■ TRY IT: Nothing in the data may be changed; retype all of it.

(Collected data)
------------------------------------

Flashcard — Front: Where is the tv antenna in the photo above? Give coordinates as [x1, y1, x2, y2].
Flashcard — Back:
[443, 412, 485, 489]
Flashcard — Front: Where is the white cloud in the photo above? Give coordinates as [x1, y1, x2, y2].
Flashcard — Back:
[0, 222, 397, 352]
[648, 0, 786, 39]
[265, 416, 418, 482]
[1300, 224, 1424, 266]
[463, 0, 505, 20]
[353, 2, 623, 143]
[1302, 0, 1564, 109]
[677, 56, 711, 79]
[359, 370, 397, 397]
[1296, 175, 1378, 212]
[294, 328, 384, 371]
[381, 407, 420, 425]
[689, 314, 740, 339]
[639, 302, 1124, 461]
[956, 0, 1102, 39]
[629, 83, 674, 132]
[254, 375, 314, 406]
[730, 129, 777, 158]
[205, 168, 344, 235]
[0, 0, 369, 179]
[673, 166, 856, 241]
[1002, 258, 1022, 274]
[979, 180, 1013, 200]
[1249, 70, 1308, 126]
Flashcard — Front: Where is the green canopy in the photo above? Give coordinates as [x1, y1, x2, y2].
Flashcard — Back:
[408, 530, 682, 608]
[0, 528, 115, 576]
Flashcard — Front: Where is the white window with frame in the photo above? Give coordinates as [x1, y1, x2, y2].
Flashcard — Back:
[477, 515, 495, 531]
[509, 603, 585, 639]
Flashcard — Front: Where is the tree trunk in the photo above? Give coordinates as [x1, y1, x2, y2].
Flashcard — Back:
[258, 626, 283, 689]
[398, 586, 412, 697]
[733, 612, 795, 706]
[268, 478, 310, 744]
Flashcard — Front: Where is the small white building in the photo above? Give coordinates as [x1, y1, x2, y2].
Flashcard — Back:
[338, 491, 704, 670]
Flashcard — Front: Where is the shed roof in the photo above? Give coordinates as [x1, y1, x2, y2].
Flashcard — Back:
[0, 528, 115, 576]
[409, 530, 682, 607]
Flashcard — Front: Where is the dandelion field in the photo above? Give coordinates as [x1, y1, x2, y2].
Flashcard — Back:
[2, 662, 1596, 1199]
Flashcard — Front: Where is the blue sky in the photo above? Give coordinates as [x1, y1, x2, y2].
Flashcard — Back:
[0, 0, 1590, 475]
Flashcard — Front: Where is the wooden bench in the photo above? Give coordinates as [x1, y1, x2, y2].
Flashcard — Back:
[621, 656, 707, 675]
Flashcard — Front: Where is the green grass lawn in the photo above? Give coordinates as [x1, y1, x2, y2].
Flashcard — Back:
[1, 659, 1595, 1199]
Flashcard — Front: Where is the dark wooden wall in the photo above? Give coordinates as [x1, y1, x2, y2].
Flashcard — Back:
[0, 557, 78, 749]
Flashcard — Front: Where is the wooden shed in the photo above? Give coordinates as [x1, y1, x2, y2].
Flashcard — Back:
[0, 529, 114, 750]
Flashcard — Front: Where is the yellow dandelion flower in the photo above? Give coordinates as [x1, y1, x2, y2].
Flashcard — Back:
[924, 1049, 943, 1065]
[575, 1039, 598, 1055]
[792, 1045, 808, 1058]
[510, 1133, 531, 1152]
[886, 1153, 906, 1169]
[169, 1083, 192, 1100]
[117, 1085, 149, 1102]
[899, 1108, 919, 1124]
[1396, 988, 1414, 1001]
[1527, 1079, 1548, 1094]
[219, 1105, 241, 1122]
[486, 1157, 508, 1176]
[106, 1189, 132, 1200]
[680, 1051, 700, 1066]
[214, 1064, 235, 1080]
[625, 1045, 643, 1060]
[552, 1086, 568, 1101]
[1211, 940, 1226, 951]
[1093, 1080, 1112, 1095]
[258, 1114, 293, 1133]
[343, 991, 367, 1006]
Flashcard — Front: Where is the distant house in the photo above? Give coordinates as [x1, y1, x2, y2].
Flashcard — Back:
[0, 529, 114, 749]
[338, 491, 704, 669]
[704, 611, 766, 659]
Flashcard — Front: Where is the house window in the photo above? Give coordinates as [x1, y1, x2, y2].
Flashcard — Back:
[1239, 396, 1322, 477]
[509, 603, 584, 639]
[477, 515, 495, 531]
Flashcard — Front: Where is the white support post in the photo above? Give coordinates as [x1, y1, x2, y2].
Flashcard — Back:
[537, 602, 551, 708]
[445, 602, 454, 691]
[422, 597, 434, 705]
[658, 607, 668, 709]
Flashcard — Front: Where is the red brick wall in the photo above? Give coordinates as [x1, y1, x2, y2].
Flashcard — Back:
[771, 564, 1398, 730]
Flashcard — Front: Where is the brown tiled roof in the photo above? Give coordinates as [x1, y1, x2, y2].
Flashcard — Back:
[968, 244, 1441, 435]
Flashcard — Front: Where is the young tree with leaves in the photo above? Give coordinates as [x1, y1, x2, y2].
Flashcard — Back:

------------------------------------

■ RESPONSE TO THIS TASK:
Flashcard — Front: Where is the tv antenna in the photo above? Give coordinates as [x1, y1, x2, y2].
Flashcard — Back:
[443, 412, 485, 489]
Flashcard — Front: Where is the white cloud in the photo above? Give coordinates as [x1, y1, x2, y2].
Flashcard — Back:
[0, 222, 397, 352]
[648, 0, 786, 39]
[265, 416, 418, 482]
[1300, 224, 1424, 266]
[463, 0, 505, 20]
[353, 2, 623, 143]
[1302, 0, 1564, 109]
[677, 56, 711, 79]
[359, 370, 397, 397]
[1296, 175, 1378, 212]
[294, 328, 384, 371]
[381, 407, 420, 425]
[689, 314, 740, 339]
[639, 302, 1124, 461]
[956, 0, 1102, 39]
[629, 83, 674, 132]
[254, 375, 314, 406]
[730, 129, 777, 158]
[205, 168, 344, 235]
[0, 0, 369, 179]
[673, 166, 856, 241]
[1002, 258, 1022, 274]
[979, 180, 1013, 200]
[1249, 70, 1308, 126]
Flashcard — Front: Where is the green canopy in the photo above? Give coordinates as [x1, y1, x2, y2].
Flashcard — Back:
[408, 530, 682, 608]
[0, 528, 115, 576]
Flashcard — Front: Where is the white window with frame in the photo above? Give coordinates as [x1, y1, x2, y2].
Flashcard — Back:
[477, 515, 495, 531]
[509, 603, 585, 639]
Flashcard — Front: Where is the tree trunk in the photo above? Give coordinates as [x1, y1, x2, y2].
Flashcard — Back:
[258, 626, 283, 689]
[398, 586, 412, 697]
[733, 612, 795, 706]
[268, 478, 310, 744]
Flashcard — Front: Where is the small white building in the photo above? Give coordinates as [x1, y1, x2, y2].
Flashcard — Back:
[338, 491, 704, 670]
Flashcard — Front: Where is the shed roof in the photo above? Give coordinates as [x1, y1, x2, y2].
Flashcard — Back:
[0, 528, 115, 576]
[409, 530, 682, 607]
Flashcard — Front: Where is the dandelion field in the photo above? Give coordinates as [x1, y1, x2, y2].
Flashcard — Back:
[2, 662, 1596, 1199]
Flashcard — Front: Where is the blue sky in the photo above? Give coordinates as [x1, y1, x2, y2].
Flashcard — Back:
[0, 0, 1590, 475]
Flashcard — Front: Where is the wooden bench in the photo above? Give coordinates as [x1, y1, x2, y2].
Flashcard — Back:
[621, 656, 707, 675]
Flashcard — Front: Where is the green grass lawn in the photo above? Give coordinates as [x1, y1, x2, y2].
Flashcard — Back:
[1, 659, 1595, 1199]
Flashcard — Front: Where is the dark wooden wall in the photo above? Give coordinates as [x1, y1, x2, y2].
Flashcard — Back:
[0, 557, 78, 749]
Flashcard — Front: Where is the wooden shed in the photo above? Give coordinates as [x1, y1, x2, y2].
Flashcard — Back:
[0, 529, 114, 750]
Flashcard — Front: Where is the yellow dandelion flower in the photo above? Give coordinates as [x1, y1, x2, y2].
Flashcard — Back:
[924, 1049, 943, 1065]
[575, 1039, 598, 1055]
[792, 1045, 808, 1058]
[510, 1133, 531, 1152]
[886, 1153, 906, 1169]
[169, 1083, 192, 1100]
[117, 1085, 149, 1102]
[899, 1108, 919, 1124]
[1396, 988, 1414, 1001]
[1527, 1079, 1548, 1094]
[219, 1105, 241, 1122]
[486, 1157, 508, 1176]
[106, 1189, 132, 1200]
[680, 1051, 700, 1066]
[214, 1064, 235, 1080]
[625, 1045, 643, 1060]
[552, 1086, 568, 1101]
[1211, 940, 1226, 951]
[1093, 1080, 1112, 1095]
[258, 1114, 293, 1133]
[343, 991, 367, 1006]
Flashcard — Front: Where is the distant house in the photo above? Give coordinates as [x1, y1, x2, y2].
Flashcard — Back:
[0, 529, 114, 749]
[338, 491, 704, 669]
[704, 611, 766, 659]
Flashcard — Front: Where is the house window in the photo above? Give coordinates as [x1, y1, x2, y2].
Flashcard — Back:
[1239, 396, 1322, 477]
[509, 603, 584, 639]
[477, 515, 495, 531]
Flashcard — Front: Where is the white support post in the photo above? Give coordinates as [x1, y1, x2, y2].
Flashcard — Back:
[537, 602, 551, 708]
[445, 602, 454, 691]
[422, 597, 434, 705]
[658, 607, 668, 709]
Flashcard — Front: Where is the red brick wall in the photo above? Give coordinates as [x1, y1, x2, y2].
Flashcard — Back:
[771, 564, 1398, 730]
Flashcard — Front: Where is the brown tiled roof in the photo above? Give coordinates as [x1, y1, x2, y2].
Flashcard — Back:
[968, 244, 1441, 435]
Flashcard — Front: Where is the young tree with leaves in the photo above? Give coordinates as [x1, y1, x2, y2].
Flashcard — Back:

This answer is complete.